===== Passage to read =====
Note: Look for 🚧 User action flags below for what developers need to do to adapt to the changes. The MP spec section on migration hints has information also.

The latest MP Metrics release is 5.0.1.

This PR contains all the code changes that I know of to implement MP Metrics 5.0. As noted in separate meetings, the TCK is not yet running because the way we set up the Arquillian environment leads to many test failures. That remains a work in progress.

To detect other problems, I have commented out the invocation of the metrics TCK in this PR.

What this PR does not include:

  • doc changes
  • use of the new Helidon injection/builder approaches
  • reactive removal
  • removal of nima directories

MP Metrics 5.0

There were breaking changes in the MP metrics libraries--to help simplify the API and bring MP metrics in closer alignment with Micrometer and OpenTelemetry metrics. Notable changes:

  • metric types removed

    🚧 User action - use an alternative metric type and annotation

Metric type/annotation removed Alternative
ConcurrentGauge
@ConcurrentGauge
Gauge
@Gauge
Meter
@Metered
Counter
@Counted - back-ends can track the changes in the counter value over time and create time series analysis from that (meter used to maintain historical data itself in the server)
SimpleTimer
@SimplyTimed
Timer
@Timed
  • metadata removals

    • type
    • display name

    🚧 User action - Remove code that sets the type or display name in the metadata programmatically and remove settings in the @Metric annotation.

  • Other

    • The notion of a registry "type" with fixed values of base, vendor, and application has given way to the idea of a "scope" instead. There are three built-in scopes--base, vendor, and application--but users can create their own scopes.

      • MetricRegistry.Type was an enum covering base, vendor, and application. It's gone because users can create their own so an enum doesn't really work.
      • @RegistryType is deprecated, intended to be replaced by @RegistryScope. Unfortunately, @RegistryScope is not (yet) marked as a CDI qualifier (that'll change in an upcoming release of MP Metrics), so for now our CDI code still has producers for the three registry types using @RegistryType as well as a producer for injection sites that use @RegistryScope rather than @RegistryType.

      🚧 User action

      • Change uses of MetricRegistry.Type to a String with the corresponding name. The MetricRegistry interface declares String constants for the predefined scopes.
      • Over time, change uses of @RegistryType (deprecated but not yet removed) to @RegistryScope.
    • All metrics that share the same name must:

      • Have the same metadata (this is not new)
      • Have the same tag name set (this is new). Apparently the Prometheus exporter (not ours) needs this restriction for some reason in order to produce correct output; I am not at all familiar with that code but the restriction is written into the spec and checked by the TCK so our code enforces this.

      🚧 User action - Make sure all metrics that share the same name use the same tag names.

    • The metric registry API no longer permits you to create your own instance of one of the supported metric types (such as your own Counter) and register it. This is because Micrometer and OpenTel are totally in control of manufacturing the metric instances.
===== Stored records =====
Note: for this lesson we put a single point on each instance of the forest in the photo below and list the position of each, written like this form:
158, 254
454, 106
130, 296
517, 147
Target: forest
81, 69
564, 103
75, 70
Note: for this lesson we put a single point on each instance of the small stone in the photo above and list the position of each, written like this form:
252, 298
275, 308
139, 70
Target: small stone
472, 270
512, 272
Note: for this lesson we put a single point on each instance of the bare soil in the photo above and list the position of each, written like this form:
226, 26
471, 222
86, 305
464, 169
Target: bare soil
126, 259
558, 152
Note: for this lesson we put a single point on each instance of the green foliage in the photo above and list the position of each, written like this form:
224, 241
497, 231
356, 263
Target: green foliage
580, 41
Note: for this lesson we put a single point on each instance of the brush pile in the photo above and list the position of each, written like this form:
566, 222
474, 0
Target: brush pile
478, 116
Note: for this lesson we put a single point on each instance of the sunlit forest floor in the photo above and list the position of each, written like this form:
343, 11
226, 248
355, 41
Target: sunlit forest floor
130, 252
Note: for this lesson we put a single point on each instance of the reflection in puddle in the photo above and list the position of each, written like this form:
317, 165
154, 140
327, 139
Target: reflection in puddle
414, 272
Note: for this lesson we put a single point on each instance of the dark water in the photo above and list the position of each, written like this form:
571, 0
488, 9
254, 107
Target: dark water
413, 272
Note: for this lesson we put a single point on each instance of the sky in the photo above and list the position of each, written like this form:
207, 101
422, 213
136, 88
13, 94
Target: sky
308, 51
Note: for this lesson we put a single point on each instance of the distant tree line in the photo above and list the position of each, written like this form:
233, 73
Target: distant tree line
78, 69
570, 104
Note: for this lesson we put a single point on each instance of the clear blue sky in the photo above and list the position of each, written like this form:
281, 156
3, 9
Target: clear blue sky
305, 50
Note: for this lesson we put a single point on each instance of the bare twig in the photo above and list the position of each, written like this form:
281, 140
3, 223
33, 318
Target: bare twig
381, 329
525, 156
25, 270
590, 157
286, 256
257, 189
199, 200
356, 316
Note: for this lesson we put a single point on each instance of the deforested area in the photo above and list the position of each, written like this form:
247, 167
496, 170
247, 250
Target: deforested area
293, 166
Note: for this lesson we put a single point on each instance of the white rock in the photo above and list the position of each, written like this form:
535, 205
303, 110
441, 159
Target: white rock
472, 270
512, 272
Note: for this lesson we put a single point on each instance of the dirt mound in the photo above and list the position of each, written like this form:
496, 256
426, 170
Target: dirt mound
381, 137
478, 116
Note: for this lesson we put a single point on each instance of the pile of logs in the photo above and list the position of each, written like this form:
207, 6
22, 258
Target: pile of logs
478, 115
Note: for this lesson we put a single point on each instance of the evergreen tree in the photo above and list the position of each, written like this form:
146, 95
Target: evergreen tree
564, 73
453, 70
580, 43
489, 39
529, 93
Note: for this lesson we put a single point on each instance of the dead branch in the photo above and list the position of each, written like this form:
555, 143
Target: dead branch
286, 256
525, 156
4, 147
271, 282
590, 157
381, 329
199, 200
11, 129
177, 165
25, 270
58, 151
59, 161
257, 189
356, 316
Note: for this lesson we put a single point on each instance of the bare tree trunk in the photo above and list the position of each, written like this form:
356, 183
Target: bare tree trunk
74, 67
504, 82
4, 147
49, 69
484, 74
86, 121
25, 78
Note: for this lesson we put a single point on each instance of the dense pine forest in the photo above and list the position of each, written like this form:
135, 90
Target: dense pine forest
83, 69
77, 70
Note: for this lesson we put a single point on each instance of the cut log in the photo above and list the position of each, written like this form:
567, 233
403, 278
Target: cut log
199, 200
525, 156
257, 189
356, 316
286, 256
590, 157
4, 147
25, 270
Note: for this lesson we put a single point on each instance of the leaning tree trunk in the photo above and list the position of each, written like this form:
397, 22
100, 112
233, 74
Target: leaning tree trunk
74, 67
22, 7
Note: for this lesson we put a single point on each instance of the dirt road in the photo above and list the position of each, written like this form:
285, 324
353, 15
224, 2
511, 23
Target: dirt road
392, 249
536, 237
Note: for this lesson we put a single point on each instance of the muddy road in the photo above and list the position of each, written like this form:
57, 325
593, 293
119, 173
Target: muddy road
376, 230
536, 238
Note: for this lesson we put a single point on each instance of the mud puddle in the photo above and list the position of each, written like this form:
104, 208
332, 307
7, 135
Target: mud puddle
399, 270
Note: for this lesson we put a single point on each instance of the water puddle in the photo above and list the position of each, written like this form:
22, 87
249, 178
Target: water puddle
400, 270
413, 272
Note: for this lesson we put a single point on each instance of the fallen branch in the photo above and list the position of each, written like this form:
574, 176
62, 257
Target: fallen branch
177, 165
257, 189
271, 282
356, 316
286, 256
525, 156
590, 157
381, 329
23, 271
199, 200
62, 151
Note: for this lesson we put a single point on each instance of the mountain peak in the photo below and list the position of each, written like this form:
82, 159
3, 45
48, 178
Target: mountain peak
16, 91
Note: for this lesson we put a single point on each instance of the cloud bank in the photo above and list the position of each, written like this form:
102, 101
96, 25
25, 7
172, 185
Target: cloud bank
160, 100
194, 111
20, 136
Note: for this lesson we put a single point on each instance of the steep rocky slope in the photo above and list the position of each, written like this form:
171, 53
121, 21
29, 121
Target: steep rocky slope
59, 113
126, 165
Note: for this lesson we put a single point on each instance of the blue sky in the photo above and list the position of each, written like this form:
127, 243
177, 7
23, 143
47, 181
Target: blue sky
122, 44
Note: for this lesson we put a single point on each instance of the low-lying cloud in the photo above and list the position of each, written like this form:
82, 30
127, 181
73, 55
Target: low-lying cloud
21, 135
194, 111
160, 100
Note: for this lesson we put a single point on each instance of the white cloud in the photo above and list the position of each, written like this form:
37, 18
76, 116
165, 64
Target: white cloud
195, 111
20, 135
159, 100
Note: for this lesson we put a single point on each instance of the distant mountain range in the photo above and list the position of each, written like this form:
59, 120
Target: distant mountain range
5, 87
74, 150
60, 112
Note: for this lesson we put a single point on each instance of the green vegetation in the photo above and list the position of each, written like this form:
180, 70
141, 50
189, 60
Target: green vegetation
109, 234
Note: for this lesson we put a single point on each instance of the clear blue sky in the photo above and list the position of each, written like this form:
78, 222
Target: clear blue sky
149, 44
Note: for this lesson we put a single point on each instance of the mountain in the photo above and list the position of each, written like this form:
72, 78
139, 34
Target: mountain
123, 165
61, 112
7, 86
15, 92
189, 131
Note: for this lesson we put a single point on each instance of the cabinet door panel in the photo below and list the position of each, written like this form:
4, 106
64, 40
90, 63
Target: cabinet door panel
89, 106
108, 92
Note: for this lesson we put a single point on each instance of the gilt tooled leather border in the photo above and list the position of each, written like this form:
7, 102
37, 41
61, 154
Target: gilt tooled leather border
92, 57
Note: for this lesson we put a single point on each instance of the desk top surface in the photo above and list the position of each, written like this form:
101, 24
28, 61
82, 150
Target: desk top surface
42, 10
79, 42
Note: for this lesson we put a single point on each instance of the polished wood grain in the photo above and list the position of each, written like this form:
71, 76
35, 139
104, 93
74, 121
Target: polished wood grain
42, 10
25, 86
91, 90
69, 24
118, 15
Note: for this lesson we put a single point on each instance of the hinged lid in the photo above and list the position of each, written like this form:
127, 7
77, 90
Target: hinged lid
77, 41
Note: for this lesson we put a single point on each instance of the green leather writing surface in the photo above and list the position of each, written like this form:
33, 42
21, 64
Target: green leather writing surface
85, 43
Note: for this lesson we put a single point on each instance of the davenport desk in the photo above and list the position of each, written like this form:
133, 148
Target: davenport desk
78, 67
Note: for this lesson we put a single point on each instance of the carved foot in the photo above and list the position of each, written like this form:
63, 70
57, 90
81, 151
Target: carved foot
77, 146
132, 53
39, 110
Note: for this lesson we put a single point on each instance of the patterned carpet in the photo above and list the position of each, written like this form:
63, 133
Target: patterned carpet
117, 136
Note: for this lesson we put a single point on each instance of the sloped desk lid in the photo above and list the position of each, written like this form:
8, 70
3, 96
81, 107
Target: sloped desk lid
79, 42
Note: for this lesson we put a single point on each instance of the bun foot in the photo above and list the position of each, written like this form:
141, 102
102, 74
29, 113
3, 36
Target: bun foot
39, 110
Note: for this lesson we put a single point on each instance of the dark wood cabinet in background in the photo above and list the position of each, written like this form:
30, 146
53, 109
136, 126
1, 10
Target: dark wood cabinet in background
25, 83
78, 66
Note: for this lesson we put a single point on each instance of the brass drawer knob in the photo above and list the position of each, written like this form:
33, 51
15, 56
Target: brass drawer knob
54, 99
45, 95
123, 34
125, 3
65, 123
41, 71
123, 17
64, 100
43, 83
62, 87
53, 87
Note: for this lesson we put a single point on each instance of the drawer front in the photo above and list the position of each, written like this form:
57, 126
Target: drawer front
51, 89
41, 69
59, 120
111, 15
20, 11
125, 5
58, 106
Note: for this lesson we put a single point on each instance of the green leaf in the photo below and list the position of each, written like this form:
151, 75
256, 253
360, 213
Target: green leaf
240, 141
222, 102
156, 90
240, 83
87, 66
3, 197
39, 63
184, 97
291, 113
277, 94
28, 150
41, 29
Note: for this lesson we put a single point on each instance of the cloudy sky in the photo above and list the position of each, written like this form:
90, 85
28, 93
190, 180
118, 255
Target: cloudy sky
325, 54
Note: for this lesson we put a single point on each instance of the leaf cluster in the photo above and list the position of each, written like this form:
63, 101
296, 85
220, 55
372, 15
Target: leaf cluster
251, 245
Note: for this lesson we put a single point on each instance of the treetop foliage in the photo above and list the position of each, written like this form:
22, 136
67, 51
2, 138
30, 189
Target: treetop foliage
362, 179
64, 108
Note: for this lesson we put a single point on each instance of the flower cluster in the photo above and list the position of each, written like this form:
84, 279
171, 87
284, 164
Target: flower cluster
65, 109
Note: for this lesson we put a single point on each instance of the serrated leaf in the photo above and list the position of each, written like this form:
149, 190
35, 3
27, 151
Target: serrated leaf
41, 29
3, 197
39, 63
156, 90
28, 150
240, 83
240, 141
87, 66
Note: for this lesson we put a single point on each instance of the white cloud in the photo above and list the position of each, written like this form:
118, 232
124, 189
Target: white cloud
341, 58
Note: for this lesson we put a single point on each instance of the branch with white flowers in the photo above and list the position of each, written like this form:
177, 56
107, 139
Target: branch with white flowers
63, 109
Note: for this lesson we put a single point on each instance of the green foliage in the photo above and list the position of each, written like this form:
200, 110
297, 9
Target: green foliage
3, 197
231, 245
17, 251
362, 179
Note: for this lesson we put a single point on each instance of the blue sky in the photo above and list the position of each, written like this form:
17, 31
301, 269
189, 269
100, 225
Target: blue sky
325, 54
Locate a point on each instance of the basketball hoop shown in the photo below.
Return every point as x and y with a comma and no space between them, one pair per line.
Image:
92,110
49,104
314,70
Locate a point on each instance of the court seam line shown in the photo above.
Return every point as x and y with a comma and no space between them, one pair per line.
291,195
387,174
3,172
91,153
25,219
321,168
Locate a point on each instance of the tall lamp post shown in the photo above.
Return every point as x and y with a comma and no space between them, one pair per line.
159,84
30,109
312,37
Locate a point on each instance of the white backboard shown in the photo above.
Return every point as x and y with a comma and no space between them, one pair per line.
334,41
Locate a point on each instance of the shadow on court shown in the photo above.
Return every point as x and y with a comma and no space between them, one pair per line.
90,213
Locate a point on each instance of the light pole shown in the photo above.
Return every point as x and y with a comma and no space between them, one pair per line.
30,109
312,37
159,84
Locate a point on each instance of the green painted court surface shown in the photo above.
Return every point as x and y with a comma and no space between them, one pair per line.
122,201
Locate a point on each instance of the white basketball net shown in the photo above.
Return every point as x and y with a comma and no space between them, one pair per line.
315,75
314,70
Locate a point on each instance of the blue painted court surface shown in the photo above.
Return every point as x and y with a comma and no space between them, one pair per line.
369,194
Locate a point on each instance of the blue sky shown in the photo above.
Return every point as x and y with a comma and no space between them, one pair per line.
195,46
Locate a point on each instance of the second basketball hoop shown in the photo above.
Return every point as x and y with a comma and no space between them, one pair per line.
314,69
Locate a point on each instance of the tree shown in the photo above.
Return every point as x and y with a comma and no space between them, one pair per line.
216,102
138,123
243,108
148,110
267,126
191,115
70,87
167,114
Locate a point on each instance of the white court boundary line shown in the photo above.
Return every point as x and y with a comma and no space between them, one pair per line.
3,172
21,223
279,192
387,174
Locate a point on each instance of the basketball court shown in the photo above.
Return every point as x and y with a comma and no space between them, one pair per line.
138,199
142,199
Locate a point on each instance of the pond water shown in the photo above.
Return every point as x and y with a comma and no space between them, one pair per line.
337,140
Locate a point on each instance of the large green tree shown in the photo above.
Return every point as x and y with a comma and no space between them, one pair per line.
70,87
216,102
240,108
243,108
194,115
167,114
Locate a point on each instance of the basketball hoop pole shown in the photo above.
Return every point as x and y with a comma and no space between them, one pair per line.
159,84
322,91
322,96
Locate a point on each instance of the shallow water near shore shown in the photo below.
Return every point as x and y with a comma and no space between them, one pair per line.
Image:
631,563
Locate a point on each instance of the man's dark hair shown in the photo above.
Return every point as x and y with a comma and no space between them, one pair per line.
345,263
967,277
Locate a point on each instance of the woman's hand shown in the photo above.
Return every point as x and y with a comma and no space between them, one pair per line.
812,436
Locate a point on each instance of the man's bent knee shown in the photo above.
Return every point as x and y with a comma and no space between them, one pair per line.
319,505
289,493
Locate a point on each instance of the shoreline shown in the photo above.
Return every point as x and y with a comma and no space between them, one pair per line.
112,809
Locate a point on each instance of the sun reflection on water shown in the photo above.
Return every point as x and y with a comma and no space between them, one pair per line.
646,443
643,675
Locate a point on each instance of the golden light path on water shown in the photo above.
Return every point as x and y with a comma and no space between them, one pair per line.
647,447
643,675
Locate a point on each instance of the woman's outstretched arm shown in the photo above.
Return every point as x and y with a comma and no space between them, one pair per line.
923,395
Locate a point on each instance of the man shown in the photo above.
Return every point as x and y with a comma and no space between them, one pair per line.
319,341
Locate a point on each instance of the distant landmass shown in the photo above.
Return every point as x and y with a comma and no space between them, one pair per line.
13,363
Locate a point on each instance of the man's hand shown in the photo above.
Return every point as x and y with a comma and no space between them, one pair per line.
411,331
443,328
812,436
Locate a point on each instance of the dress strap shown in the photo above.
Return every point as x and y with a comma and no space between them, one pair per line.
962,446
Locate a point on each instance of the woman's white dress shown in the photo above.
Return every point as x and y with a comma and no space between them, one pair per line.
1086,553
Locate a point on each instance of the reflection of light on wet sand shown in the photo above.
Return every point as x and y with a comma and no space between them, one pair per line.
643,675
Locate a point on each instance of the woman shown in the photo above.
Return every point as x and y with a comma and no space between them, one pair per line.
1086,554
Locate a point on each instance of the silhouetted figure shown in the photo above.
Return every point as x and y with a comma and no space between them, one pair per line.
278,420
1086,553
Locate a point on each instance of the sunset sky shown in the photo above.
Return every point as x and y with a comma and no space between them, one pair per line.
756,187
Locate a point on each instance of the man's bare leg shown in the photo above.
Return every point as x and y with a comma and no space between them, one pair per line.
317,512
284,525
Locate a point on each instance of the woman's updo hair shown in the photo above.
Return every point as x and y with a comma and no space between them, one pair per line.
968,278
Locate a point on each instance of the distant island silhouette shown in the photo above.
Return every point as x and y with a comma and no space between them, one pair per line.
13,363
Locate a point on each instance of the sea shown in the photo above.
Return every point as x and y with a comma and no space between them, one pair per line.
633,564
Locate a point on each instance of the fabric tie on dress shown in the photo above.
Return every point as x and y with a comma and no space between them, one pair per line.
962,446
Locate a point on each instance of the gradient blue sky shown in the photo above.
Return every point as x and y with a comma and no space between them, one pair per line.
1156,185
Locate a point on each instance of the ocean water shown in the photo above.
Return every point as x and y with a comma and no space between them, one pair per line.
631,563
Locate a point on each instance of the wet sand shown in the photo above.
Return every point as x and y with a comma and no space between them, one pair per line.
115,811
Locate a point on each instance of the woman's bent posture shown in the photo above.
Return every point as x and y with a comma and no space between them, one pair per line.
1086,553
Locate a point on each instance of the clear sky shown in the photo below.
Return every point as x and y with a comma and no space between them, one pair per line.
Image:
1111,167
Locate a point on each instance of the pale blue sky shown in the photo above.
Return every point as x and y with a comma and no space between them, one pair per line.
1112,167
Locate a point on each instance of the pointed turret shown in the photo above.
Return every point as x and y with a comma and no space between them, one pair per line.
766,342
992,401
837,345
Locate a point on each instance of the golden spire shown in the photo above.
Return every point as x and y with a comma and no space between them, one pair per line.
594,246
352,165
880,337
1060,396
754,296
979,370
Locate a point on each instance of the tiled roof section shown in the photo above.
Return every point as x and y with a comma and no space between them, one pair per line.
=====
--- Exercise instructions ---
**1)** List every line in the rows that contains the string "rocky".
**2)** Continue the MP Metrics 5.0 migration notes from the point where they stop.

--- Answers given ---
**1)**
Note: for this lesson we put a single point on each instance of the steep rocky slope in the photo above and list the position of each, written like this form:
Target: steep rocky slope

**2)**
      Some of our code (integrations, for example) used to do this in order to wrap other technology's measurements with custom implementations of the MP metrics (typically a counter). For the most part where I had to change our code to adjust, I changed such places to use gauges instead. In line with what Micrometer supports, The Registry interface usable from SE apps includes a way to register a read-only Counter by passing a ToDoubleFunction and an object to which to apply that function. But this is not visible through the MP MetricRegistry interface. In some places I used that approach.

      🚧 User action - Use a Gauge metric type to expose a value that is updated outside of the metrics API.

    • Change in Gauge to Gauge<? extends Number> - The Gauge metric was always intended to expose numeric data. The updated API now enforces this.

      🚧 User action - Declare each of your Gauge metrics so it reflects the specific numeric type the gauge exposes.

Metric types remaining from earlier releases are Counter, Gauge<? extends Number>, Histogram, and Timer.

Why do so many files have to change?

Our SE metrics implementation has always dependend--and, for the moment, still does depend--on the MP metrics types. We plan for that to change by introducing a neutral Helidon metrics API which will eventually have implementations which delegate to Micrometer and OpenTelemetry metrics.
Then our MP metrics implementation will invoke the neutral Helidon API, as will customers who develop SE apps.
People will be able to choose whether to use Micrometer or OTel underneat for either SE or MP apps.
But we have not yet defined or implemented the neutral API yet. (I have thought a lot about what that API should look like but the code is not written yet.)

So, the MP metrics changes rippled through our SE metrics API and implementation, and into other code that uses metrics, and into examples, and into tests.

Other notes

Although this PR does not introduce the neutral Helidon metrics API, there are some beginning steps in that direction.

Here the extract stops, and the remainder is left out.